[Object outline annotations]
******************************

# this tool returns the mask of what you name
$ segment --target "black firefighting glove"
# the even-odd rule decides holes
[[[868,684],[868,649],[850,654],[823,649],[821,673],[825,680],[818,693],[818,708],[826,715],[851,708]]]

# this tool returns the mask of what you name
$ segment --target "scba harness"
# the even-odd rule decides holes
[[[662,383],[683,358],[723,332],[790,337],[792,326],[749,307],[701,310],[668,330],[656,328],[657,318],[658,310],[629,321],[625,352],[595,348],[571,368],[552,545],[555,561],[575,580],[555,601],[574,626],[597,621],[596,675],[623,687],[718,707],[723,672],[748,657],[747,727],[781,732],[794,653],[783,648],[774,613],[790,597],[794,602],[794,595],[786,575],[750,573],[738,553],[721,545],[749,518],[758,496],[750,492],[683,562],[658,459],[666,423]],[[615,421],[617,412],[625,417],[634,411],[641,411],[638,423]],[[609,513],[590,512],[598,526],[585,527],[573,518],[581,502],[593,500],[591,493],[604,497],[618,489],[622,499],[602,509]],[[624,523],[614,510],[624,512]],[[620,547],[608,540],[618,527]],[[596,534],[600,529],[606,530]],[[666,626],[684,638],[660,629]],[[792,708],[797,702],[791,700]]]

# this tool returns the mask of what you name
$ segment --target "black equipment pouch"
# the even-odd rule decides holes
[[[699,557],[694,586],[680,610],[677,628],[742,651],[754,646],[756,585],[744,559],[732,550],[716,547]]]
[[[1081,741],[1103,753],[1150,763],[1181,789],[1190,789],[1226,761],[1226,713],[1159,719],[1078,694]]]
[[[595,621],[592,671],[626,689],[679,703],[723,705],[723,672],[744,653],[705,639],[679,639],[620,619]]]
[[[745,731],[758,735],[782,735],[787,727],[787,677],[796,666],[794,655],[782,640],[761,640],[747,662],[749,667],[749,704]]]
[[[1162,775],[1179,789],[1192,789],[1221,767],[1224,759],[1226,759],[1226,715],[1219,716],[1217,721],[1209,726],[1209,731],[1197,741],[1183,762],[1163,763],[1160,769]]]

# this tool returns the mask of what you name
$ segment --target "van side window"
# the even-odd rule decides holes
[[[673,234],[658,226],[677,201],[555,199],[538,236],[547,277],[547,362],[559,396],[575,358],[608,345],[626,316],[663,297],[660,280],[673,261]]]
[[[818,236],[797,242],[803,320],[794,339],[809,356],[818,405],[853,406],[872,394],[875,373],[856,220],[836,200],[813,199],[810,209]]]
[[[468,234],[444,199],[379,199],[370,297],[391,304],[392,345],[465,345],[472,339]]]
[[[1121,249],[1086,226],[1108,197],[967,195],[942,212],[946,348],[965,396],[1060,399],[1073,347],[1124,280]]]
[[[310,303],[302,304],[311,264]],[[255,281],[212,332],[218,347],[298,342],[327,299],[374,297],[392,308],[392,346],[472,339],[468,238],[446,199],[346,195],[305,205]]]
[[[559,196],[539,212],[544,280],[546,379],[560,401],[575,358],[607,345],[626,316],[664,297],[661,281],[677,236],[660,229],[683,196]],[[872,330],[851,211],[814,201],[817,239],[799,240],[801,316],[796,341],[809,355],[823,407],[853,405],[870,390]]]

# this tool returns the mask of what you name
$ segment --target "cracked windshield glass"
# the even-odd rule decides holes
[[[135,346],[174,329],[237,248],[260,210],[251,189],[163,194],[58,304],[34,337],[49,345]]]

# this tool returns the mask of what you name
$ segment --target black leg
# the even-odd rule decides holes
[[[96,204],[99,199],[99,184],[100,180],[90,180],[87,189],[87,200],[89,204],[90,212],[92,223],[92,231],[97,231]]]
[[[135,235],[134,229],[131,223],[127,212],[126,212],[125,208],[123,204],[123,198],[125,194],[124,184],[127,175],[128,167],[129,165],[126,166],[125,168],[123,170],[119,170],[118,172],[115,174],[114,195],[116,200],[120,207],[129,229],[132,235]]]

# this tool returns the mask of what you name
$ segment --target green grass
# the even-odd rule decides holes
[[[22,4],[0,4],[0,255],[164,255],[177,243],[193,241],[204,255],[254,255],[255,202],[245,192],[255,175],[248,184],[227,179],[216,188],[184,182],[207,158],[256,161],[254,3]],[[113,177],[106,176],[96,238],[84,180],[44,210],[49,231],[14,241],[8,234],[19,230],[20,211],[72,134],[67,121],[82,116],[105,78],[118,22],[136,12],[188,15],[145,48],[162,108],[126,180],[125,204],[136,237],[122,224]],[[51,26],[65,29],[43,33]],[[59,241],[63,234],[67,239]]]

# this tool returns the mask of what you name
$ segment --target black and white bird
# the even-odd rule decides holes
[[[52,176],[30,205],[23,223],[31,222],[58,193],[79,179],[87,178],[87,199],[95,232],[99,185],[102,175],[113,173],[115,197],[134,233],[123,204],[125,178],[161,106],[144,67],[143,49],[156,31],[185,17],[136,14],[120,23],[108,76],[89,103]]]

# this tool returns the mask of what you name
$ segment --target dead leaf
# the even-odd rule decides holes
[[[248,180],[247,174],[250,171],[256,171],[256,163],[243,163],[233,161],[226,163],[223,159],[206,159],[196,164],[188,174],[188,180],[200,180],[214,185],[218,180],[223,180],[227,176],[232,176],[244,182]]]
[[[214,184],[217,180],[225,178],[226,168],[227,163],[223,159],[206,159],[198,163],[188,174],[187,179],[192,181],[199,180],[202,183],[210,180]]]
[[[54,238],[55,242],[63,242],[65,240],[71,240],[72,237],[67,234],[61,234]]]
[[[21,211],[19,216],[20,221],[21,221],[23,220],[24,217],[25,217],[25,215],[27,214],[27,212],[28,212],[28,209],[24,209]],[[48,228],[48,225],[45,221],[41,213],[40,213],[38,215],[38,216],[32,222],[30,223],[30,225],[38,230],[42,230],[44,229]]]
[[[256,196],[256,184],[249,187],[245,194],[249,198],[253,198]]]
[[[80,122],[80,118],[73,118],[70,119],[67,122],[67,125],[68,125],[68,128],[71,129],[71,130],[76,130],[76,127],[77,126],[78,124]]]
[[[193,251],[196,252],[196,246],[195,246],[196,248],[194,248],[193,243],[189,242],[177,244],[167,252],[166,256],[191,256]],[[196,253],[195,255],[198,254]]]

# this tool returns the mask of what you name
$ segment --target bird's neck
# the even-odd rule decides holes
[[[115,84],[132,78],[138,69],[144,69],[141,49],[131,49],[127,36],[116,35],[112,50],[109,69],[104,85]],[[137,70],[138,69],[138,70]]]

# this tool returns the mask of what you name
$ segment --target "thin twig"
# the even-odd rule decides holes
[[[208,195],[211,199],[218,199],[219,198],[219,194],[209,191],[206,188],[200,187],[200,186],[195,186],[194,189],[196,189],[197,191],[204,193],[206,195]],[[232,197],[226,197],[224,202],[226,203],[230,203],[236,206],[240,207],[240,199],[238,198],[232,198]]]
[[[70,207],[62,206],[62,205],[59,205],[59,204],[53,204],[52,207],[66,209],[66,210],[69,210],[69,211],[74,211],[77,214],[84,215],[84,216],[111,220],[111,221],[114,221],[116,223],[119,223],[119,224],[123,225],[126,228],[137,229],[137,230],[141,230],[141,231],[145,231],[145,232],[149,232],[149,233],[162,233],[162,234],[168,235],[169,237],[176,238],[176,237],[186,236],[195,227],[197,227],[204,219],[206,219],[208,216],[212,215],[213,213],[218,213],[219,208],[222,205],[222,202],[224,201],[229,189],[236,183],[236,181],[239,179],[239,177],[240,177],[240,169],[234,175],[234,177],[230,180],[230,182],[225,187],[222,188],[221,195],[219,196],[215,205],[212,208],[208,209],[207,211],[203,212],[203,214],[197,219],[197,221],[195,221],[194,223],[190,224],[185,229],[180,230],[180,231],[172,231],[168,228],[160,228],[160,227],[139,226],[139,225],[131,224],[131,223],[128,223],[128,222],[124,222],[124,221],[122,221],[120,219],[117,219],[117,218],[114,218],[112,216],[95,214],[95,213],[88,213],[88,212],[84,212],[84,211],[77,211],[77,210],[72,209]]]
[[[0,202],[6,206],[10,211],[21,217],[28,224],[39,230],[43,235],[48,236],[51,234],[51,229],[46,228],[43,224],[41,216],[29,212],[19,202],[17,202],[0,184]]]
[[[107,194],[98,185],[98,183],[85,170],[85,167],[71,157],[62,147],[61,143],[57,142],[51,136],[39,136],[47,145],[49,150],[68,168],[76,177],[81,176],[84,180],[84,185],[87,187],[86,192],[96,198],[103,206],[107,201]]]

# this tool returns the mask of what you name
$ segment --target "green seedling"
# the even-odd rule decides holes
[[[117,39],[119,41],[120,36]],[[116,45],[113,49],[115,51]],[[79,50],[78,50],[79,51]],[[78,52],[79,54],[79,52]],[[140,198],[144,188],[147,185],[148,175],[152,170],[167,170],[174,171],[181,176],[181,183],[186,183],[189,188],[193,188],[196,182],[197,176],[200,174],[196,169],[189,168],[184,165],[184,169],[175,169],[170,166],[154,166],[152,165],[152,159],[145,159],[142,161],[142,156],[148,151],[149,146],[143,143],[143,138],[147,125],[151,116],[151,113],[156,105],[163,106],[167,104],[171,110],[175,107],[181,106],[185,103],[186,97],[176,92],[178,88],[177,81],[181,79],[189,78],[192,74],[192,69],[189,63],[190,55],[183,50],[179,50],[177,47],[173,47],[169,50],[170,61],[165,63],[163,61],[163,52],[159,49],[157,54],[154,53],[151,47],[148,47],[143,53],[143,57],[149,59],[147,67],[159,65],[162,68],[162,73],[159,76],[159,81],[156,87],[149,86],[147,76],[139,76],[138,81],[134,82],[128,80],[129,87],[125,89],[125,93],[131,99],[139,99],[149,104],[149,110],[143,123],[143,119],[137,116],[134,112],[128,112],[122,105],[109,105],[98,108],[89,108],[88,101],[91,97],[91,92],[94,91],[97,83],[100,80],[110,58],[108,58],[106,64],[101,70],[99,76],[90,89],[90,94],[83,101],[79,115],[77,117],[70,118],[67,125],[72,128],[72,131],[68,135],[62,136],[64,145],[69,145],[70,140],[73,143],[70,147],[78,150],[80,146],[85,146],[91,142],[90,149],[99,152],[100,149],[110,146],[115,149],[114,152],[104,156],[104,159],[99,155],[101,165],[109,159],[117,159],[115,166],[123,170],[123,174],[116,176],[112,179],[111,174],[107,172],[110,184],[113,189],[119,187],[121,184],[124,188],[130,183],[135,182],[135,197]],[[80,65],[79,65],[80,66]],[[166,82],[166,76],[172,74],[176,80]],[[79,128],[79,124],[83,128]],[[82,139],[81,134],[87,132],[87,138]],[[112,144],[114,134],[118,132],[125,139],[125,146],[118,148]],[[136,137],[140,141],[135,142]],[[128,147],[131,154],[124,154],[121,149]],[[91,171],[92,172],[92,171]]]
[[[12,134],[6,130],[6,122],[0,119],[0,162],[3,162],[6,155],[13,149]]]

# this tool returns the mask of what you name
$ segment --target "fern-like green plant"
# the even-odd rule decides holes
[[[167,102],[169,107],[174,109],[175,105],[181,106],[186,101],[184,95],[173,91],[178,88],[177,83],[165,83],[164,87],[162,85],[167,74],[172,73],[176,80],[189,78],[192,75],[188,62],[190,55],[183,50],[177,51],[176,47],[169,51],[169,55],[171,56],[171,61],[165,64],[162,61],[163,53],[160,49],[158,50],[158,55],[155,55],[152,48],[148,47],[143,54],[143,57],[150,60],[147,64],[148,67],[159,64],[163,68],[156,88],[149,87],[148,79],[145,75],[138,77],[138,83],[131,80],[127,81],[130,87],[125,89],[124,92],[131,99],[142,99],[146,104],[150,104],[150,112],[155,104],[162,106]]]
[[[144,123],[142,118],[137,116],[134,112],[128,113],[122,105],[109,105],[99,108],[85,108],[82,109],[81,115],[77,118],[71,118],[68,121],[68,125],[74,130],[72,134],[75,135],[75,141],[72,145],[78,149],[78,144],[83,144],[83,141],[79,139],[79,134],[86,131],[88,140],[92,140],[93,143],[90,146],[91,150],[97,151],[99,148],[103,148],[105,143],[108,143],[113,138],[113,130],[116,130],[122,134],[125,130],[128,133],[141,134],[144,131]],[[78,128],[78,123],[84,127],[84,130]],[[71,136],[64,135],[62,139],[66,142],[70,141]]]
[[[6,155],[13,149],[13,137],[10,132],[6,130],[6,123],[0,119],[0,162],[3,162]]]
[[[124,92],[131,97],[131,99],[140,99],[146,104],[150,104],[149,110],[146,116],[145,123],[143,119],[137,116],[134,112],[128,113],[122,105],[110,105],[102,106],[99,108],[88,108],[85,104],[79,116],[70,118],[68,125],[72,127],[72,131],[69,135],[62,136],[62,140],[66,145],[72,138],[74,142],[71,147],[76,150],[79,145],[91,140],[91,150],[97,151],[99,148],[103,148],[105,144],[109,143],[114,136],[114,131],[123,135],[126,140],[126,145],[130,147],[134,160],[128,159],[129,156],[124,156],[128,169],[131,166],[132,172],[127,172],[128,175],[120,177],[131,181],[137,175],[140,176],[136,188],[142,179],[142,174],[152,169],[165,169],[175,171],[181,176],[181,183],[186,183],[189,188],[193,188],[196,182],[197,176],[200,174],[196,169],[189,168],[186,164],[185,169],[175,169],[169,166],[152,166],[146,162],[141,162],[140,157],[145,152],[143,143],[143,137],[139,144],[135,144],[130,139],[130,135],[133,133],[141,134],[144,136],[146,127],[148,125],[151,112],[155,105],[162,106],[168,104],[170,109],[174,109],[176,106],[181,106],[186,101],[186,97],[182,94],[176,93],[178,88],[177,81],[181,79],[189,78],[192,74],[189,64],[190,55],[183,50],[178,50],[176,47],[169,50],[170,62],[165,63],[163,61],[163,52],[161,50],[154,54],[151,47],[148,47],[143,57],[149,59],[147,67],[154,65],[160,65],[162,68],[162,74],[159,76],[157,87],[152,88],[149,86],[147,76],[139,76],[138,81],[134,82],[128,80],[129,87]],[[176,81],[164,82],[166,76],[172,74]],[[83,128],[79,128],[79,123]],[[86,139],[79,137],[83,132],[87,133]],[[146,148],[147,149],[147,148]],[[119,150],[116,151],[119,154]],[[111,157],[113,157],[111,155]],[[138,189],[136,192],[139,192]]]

******************************

| DIRECTION |
How many lines of the records contain the string "green", counting only matches with the same case? Tally them and reply with the number alone.

| WRITTEN ANSWER |
3